---------- PROVIDED RECORDS ----------

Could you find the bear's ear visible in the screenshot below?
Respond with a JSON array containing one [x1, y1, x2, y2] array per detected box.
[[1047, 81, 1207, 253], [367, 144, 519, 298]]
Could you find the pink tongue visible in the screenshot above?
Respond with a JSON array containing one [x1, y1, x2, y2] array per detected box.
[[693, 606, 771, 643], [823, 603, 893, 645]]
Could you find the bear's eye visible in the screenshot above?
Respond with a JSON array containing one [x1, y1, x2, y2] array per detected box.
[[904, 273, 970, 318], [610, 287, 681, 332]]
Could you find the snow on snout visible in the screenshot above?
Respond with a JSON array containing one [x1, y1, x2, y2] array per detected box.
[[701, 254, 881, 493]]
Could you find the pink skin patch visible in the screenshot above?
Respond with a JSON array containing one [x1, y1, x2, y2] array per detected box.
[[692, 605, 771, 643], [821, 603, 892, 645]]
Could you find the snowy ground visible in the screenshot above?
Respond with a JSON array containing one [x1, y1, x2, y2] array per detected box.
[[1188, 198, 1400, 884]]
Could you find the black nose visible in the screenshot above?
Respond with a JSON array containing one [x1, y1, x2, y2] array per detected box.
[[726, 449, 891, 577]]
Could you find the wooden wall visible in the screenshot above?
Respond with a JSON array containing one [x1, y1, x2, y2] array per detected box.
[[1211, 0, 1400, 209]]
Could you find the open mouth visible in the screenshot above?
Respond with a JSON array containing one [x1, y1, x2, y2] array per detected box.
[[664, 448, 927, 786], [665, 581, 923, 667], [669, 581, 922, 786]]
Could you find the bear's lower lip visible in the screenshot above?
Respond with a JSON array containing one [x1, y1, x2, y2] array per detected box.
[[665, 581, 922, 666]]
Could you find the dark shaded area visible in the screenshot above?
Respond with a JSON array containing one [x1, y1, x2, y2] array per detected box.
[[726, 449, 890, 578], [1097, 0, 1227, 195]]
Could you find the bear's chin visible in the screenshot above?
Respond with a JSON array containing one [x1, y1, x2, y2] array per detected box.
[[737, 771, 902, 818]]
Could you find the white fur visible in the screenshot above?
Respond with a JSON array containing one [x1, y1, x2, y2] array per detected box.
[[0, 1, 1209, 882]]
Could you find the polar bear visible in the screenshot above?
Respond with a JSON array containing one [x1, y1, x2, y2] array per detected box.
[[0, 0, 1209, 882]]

----------

- ACTION ITEM
For this exercise, all the data must be repeated exactly.

- WRITTEN ANSWER
Could you find the bear's ear visible in the screenshot below?
Respond with a JSON array containing one [x1, y1, x2, y2] array per detected box.
[[1047, 81, 1207, 253], [367, 144, 519, 298]]
Could you find the pink tongue visible in the screenshot above?
Respond with a JSON array containing one [x1, y1, x2, y2] array per detected box.
[[693, 606, 771, 643], [823, 603, 893, 645]]
Could you find the bear's eye visible in the screenshot above?
Respond with a JSON array containing one [x1, y1, x2, y2] array per detected box.
[[904, 273, 970, 318], [610, 287, 681, 332]]
Could you find the snow on snout visible in the screenshot above?
Respond with a JSON array containing one [x1, y1, x2, y2] array per detected box.
[[701, 254, 881, 493]]
Could you find the pink skin patch visible in the screenshot above?
Respond with a JSON array containing one [x1, y1, x2, y2] array per detected box.
[[692, 605, 771, 643], [821, 603, 892, 645]]
Could you find the snowy ground visible in the screenshot above?
Respond with a JSON array containing one [x1, y1, x2, y2] array per detected box.
[[1188, 198, 1400, 884]]
Could you find the black nose visible in the screenshot above?
Respond with a JSON array containing one [x1, y1, x2, y2] array per detected box.
[[726, 449, 891, 577]]
Could you find the wooden wall visible in the screenshot above?
Respond with a JSON array containing one [x1, y1, x2, y2] array per detected box.
[[1211, 0, 1400, 209]]
Could you find the open mouth visible in the screenshot above?
Respond with a JSON array containing one [x1, y1, x2, y2] array per detected box.
[[664, 448, 927, 786], [665, 581, 923, 667], [669, 581, 922, 786]]
Could you find the bear's lower lip visible in the screenshot above?
Respond with a JSON array containing one [x1, y1, x2, y2] array per detected box.
[[665, 581, 922, 666]]
Could you find the dark shaded area visible in the screenshot above?
Respond with a JSON array containing one [x1, y1, x2, y2] array per detected box.
[[726, 449, 890, 578], [1097, 0, 1227, 195]]
Could you find the bear's chin visible in the screenshot above?
Respond with a JSON array containing one [x1, y1, x2, y2] array per detected box.
[[737, 771, 902, 818]]
Could you find the white fur visible in the screenshot above?
Respond with a JSON array containing one [x1, y1, x2, y2] array per detected box.
[[0, 1, 1209, 882]]
Could you find the polar bear visible in the screenshot above?
Respond with a JSON array containing one [x1, y1, x2, y2] array per detected box.
[[0, 0, 1209, 882]]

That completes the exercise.